Dataset entries:
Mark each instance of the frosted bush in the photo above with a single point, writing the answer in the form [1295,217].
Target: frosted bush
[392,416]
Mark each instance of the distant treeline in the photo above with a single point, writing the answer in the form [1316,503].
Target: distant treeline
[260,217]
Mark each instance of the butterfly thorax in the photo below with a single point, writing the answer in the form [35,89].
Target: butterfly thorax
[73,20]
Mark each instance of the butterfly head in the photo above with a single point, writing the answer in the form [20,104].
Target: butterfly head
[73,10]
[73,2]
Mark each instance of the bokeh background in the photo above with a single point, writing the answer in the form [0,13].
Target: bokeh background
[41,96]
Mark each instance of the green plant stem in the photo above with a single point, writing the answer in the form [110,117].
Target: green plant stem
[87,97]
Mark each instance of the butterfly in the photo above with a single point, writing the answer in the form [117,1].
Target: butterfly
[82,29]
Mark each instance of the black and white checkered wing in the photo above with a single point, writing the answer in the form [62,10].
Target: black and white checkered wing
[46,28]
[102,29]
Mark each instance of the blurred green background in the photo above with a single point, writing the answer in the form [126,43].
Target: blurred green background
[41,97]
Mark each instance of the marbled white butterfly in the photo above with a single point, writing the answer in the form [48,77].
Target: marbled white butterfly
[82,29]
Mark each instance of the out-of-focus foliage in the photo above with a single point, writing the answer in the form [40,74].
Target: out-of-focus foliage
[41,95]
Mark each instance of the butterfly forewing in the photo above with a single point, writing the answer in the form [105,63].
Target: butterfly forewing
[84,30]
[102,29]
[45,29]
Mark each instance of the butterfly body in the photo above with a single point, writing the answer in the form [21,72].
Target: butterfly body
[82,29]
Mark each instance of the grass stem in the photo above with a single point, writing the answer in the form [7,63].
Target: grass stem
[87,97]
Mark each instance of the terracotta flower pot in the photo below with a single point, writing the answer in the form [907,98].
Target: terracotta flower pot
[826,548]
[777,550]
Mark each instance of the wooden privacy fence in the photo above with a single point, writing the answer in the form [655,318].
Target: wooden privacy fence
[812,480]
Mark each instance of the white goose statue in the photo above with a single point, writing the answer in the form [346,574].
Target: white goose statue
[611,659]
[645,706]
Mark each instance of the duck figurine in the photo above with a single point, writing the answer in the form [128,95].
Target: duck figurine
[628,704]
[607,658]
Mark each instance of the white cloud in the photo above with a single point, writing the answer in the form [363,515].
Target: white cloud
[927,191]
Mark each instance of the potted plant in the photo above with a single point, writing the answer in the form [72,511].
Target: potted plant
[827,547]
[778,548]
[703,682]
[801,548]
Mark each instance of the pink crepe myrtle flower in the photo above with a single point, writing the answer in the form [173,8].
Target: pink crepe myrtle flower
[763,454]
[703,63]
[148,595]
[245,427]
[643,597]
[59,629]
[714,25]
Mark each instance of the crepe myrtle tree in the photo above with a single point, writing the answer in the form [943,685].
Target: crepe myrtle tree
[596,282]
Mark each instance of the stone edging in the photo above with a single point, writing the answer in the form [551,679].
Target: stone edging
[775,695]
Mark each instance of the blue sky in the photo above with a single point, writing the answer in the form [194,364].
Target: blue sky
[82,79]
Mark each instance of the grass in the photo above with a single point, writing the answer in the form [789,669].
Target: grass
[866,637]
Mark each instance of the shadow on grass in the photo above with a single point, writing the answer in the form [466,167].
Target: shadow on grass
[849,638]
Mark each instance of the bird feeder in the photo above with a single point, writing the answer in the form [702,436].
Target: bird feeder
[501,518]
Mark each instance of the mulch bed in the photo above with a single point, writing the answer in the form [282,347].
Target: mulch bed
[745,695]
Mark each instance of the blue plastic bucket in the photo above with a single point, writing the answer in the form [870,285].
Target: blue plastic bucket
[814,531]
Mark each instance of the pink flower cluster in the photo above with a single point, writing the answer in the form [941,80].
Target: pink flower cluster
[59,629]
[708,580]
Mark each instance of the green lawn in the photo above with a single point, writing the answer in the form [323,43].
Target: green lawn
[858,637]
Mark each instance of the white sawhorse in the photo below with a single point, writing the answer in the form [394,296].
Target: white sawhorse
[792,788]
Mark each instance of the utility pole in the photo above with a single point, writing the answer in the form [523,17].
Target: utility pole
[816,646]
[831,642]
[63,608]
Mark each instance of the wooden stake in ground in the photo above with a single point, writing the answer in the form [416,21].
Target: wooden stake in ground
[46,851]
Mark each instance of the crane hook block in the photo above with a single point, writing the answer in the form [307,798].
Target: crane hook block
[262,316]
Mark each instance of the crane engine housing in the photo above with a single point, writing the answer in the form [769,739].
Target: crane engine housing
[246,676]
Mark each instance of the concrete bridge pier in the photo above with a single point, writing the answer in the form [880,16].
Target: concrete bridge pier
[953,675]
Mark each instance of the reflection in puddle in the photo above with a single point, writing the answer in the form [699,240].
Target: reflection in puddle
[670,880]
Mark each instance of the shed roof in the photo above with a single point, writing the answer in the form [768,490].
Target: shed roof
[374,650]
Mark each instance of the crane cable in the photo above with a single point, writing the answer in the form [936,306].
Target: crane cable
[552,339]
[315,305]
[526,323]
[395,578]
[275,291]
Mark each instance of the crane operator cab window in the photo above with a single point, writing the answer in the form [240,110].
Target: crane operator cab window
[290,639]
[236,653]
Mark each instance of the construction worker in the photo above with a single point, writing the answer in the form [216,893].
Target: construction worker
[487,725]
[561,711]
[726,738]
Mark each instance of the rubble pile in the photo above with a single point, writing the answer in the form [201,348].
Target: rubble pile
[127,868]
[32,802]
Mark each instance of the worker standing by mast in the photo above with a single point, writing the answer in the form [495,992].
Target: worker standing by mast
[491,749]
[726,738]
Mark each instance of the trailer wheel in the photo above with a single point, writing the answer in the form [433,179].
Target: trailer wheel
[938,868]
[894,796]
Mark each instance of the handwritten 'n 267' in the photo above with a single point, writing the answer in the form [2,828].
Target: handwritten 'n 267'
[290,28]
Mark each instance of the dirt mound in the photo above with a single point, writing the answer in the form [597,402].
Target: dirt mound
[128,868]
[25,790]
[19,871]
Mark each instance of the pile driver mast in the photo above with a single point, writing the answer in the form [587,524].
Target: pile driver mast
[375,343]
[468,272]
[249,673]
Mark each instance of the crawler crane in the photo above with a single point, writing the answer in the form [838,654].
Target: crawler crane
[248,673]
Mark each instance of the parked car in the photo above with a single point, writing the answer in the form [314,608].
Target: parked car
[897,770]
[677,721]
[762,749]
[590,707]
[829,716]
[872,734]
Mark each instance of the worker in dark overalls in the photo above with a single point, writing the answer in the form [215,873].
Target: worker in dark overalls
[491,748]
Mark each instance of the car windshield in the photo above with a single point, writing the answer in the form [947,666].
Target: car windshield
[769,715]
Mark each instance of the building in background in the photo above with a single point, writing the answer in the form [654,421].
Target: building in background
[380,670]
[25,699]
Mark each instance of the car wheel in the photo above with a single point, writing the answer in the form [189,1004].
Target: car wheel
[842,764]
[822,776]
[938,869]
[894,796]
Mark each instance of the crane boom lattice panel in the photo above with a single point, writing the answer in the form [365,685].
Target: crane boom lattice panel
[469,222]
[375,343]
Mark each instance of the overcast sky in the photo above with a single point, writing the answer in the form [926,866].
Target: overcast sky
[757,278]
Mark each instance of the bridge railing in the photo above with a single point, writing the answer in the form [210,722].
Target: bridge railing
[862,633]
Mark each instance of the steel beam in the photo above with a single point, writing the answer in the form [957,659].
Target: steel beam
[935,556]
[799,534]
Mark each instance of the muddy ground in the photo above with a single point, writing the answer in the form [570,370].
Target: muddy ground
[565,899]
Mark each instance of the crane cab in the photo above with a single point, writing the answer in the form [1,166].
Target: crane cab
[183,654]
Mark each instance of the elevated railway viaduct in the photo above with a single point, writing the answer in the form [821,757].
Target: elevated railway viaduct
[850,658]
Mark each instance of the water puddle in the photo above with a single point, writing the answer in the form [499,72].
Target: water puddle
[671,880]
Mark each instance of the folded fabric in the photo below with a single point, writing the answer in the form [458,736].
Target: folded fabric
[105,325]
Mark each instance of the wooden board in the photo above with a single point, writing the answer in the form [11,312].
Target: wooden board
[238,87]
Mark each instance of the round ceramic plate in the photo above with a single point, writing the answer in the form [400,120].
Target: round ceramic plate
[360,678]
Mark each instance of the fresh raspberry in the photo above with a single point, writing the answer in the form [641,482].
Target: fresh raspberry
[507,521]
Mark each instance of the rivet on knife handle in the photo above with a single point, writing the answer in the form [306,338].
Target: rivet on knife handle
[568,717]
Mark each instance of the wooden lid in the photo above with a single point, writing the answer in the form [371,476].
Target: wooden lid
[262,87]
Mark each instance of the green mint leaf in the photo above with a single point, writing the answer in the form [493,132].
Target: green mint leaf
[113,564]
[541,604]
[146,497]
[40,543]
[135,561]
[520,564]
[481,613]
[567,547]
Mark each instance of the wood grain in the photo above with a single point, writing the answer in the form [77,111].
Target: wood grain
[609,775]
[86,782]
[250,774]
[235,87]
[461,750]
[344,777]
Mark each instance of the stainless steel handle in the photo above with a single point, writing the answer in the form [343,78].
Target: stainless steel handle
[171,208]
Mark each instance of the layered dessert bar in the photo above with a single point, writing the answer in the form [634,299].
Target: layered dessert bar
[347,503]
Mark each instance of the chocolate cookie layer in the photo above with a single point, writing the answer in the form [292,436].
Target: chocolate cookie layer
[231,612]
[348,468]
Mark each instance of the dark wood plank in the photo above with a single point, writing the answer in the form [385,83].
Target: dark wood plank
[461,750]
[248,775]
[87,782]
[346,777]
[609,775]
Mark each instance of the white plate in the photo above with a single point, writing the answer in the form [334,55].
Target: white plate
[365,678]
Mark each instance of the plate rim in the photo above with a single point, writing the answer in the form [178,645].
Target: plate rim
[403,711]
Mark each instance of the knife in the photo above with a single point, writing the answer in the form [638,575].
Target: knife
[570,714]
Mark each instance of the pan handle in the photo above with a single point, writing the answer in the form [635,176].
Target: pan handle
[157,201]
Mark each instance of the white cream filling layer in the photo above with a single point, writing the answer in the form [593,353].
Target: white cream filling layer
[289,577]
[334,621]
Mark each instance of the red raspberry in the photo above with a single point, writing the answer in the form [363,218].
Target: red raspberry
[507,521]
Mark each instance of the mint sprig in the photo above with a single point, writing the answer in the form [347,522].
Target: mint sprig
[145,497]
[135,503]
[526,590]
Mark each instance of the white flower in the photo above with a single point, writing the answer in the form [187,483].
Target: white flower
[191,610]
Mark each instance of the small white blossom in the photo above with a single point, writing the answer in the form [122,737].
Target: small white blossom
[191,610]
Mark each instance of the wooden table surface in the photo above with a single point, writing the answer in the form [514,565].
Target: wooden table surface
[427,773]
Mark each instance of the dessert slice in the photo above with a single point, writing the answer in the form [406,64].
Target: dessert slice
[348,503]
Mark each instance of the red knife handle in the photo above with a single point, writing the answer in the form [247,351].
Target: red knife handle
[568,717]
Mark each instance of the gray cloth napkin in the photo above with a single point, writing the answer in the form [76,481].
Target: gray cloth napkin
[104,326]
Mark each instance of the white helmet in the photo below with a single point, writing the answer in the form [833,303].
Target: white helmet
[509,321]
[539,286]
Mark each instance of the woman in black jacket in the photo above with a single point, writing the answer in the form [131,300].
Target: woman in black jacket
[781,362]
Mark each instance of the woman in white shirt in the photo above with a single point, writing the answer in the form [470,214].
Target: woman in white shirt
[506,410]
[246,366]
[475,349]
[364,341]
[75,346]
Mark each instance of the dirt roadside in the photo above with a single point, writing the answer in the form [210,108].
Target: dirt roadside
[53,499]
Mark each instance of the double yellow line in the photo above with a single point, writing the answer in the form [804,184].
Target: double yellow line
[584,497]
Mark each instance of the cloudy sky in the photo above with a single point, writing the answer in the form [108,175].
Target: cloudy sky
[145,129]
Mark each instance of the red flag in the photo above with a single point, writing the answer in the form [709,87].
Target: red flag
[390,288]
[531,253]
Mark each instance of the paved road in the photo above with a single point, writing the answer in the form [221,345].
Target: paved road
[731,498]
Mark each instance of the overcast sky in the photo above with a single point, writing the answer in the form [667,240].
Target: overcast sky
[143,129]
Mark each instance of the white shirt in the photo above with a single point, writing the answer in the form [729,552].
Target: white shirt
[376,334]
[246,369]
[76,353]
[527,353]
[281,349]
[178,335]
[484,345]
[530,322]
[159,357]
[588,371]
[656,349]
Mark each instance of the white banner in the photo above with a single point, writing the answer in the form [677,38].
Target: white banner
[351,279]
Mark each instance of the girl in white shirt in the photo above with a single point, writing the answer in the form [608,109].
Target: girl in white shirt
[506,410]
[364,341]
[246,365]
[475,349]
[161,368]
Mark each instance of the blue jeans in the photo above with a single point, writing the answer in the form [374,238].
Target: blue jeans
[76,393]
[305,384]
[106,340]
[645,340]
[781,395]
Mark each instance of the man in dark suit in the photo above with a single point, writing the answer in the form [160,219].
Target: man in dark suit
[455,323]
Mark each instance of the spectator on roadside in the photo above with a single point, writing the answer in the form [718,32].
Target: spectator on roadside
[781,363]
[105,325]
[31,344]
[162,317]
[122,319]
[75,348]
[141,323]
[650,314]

-- WORK TO COMPLETE --
In the data above, start at the line that has "Target: green mint leaf", stop after the line that has "Mark each instance of the layered", and print every line in between exactly as it stands.

-- SOLUTION --
Target: green mint leaf
[113,564]
[541,604]
[146,497]
[40,543]
[135,561]
[520,564]
[481,613]
[567,547]
Mark each instance of the wood grain in the photo above with a single point, writing the answer in the form [77,111].
Target: wood grain
[609,775]
[86,782]
[250,774]
[235,87]
[461,750]
[344,777]
Mark each instance of the stainless steel handle in the photo above with a single point, writing the answer in the form [343,78].
Target: stainless steel handle
[171,208]
Mark each instance of the layered dessert bar in the photo above with a single point, writing the answer in the form [634,299].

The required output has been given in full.